Task to carry out >> Display every line of the records below that contains the word "image", copying each line in full.

Data rows >>
★ ★ ★ ★

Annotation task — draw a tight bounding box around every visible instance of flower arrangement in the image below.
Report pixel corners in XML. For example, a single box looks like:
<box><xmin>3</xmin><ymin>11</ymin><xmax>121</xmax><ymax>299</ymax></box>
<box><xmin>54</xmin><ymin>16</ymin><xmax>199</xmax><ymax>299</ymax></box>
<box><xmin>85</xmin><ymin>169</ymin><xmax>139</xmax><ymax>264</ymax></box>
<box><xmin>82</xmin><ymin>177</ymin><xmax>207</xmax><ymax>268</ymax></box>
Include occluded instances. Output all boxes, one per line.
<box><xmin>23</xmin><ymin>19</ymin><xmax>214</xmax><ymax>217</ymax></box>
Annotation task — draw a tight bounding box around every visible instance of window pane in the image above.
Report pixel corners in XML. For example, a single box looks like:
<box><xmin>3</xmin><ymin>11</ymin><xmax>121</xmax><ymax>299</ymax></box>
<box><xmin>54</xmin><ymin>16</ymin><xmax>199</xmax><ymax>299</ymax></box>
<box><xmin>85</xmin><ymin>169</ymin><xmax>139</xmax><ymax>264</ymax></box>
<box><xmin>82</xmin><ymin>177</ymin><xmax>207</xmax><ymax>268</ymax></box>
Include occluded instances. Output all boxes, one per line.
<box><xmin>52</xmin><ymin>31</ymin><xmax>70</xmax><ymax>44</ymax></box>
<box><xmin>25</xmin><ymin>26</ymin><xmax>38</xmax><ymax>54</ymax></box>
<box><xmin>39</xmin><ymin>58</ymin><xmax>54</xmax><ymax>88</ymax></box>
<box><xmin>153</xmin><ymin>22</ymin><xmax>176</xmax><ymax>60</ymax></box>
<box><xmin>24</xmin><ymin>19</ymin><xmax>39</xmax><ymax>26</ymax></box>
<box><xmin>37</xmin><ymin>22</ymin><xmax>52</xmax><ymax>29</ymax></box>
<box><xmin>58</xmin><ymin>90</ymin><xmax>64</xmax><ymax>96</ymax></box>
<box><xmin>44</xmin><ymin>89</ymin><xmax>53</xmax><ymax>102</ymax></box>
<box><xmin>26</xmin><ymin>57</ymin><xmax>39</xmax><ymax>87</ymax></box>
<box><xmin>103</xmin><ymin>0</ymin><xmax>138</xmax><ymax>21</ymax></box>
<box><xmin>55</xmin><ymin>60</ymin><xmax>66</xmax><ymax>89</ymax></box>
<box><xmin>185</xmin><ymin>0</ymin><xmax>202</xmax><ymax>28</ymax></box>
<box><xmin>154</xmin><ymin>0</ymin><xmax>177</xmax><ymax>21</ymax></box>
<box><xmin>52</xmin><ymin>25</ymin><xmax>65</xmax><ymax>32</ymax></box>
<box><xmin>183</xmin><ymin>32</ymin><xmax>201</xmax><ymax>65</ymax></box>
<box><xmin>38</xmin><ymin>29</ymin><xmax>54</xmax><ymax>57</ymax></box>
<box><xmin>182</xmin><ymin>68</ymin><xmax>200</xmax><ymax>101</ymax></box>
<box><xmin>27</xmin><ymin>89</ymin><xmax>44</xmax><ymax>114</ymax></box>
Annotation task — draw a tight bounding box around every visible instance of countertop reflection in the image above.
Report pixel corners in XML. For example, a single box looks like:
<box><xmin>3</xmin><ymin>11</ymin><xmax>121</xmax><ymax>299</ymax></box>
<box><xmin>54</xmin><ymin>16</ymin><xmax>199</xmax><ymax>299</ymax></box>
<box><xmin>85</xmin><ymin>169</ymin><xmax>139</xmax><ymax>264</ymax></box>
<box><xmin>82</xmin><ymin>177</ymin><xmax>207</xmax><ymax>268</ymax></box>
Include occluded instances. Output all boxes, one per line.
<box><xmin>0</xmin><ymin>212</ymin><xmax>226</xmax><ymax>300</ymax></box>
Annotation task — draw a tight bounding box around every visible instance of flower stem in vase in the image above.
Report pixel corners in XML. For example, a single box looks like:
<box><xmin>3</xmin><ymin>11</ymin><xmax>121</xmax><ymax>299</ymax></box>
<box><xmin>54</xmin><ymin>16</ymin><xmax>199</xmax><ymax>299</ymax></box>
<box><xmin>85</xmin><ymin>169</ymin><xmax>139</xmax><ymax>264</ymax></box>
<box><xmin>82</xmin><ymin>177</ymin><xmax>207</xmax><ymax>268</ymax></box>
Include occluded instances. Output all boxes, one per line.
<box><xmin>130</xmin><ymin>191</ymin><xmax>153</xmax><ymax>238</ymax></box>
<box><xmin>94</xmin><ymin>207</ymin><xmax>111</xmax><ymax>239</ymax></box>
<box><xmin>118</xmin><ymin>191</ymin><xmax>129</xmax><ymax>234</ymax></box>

★ ★ ★ ★

Written solution >>
Annotation task — draw a tight bounding box around every visible instance of flower arrangement in the image below.
Annotation task — draw a tight bounding box around every visible instance of window pane in the image above.
Annotation task — draw a tight bounding box around every visible instance of countertop reflection in the image above.
Annotation task — draw a tight bounding box around every visible instance of flower stem in vase in the image above.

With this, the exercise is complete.